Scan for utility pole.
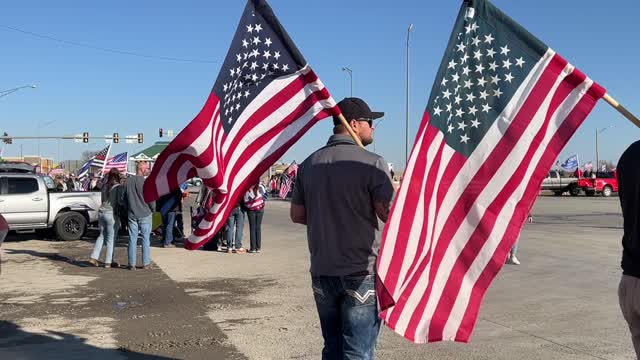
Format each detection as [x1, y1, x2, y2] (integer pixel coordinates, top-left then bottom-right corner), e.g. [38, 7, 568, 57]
[405, 24, 414, 166]
[341, 67, 353, 97]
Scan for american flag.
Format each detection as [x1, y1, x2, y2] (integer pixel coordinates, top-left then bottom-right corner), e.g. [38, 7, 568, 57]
[376, 0, 605, 343]
[279, 173, 291, 199]
[102, 152, 128, 174]
[90, 145, 111, 169]
[143, 0, 339, 249]
[278, 161, 298, 199]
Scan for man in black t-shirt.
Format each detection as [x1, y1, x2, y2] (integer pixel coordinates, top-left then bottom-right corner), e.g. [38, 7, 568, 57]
[617, 140, 640, 357]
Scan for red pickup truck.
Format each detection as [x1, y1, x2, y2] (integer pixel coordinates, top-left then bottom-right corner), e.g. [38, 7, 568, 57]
[575, 170, 618, 197]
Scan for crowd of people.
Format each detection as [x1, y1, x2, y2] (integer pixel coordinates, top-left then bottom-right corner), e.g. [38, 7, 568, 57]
[195, 181, 269, 254]
[87, 160, 276, 269]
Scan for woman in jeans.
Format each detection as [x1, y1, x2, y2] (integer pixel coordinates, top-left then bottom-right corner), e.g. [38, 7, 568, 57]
[89, 169, 125, 268]
[244, 182, 265, 253]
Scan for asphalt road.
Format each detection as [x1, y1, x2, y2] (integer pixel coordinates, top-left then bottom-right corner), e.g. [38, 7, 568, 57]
[0, 192, 634, 359]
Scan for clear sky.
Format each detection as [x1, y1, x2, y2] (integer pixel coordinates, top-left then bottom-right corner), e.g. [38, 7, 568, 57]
[1, 0, 638, 169]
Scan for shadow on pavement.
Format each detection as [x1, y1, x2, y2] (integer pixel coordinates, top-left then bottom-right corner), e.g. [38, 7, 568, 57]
[3, 249, 96, 268]
[0, 320, 174, 360]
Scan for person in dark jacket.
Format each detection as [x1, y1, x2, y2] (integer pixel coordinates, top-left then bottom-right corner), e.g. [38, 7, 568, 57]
[618, 140, 640, 357]
[125, 161, 156, 270]
[157, 188, 183, 248]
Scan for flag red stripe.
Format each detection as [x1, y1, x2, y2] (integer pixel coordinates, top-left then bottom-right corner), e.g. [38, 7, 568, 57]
[455, 79, 606, 341]
[399, 54, 568, 339]
[427, 64, 587, 341]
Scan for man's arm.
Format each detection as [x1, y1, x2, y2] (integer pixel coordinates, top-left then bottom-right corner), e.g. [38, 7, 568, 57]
[374, 200, 391, 223]
[290, 203, 307, 225]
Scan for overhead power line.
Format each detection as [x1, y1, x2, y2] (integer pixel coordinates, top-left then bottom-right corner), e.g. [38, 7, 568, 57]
[0, 24, 219, 64]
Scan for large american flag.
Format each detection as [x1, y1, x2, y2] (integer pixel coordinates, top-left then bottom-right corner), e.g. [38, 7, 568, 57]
[102, 152, 128, 174]
[144, 0, 339, 249]
[377, 0, 605, 343]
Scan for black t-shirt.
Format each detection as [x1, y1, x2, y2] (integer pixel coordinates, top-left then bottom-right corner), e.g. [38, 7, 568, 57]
[618, 140, 640, 278]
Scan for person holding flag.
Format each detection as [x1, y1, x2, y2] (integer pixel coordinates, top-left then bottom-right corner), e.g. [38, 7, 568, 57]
[290, 97, 394, 359]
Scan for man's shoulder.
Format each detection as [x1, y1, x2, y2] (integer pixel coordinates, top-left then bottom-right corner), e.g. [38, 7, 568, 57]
[309, 142, 384, 161]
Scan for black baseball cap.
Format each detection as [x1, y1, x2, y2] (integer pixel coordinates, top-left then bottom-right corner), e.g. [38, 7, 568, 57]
[333, 97, 384, 125]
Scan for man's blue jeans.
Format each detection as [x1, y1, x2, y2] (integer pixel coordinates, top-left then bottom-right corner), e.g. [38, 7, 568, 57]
[226, 207, 244, 249]
[128, 215, 152, 267]
[162, 211, 177, 246]
[311, 274, 381, 360]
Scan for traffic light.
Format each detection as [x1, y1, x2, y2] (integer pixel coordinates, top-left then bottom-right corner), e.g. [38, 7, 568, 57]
[113, 132, 119, 144]
[159, 128, 163, 137]
[2, 132, 11, 144]
[82, 132, 89, 143]
[137, 133, 144, 144]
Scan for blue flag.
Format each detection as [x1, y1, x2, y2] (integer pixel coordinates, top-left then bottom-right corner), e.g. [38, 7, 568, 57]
[560, 155, 578, 171]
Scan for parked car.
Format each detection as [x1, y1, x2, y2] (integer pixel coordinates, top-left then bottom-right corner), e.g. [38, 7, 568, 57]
[0, 173, 101, 240]
[576, 170, 618, 197]
[540, 170, 578, 196]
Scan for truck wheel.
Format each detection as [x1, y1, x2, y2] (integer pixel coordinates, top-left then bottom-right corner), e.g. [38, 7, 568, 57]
[553, 191, 563, 196]
[55, 212, 87, 241]
[602, 186, 613, 197]
[585, 190, 596, 197]
[569, 186, 580, 196]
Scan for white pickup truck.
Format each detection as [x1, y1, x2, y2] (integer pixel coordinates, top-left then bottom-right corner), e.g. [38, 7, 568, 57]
[540, 170, 579, 196]
[0, 173, 101, 241]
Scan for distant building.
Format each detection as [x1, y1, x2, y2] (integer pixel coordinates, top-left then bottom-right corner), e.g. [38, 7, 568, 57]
[129, 141, 171, 173]
[2, 156, 54, 174]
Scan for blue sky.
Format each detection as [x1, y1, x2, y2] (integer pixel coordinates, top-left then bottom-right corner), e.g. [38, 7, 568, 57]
[1, 0, 638, 169]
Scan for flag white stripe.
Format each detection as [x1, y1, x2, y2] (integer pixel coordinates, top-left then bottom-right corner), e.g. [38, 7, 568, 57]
[440, 75, 595, 340]
[390, 49, 556, 335]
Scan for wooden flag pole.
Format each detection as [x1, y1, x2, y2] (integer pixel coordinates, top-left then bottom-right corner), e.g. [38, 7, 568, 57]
[603, 93, 640, 128]
[337, 113, 365, 148]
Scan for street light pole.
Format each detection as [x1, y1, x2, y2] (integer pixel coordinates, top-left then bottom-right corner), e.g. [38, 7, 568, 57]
[341, 67, 353, 97]
[37, 120, 58, 161]
[406, 24, 414, 167]
[0, 85, 36, 99]
[595, 125, 614, 173]
[595, 129, 598, 173]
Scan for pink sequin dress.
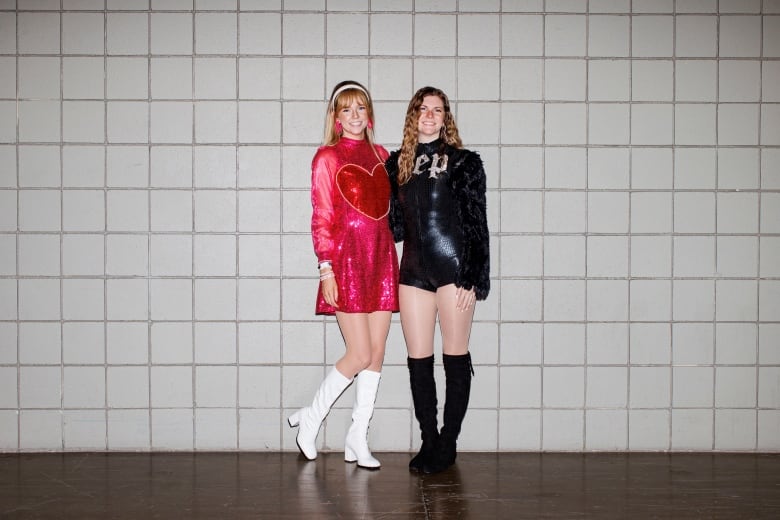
+++
[THE TASK]: The answer must be every line from the records above that contains "white".

[RESPONSE FOR THIS EXERCISE]:
Scan for white pickup truck.
Scan for flag white stripe.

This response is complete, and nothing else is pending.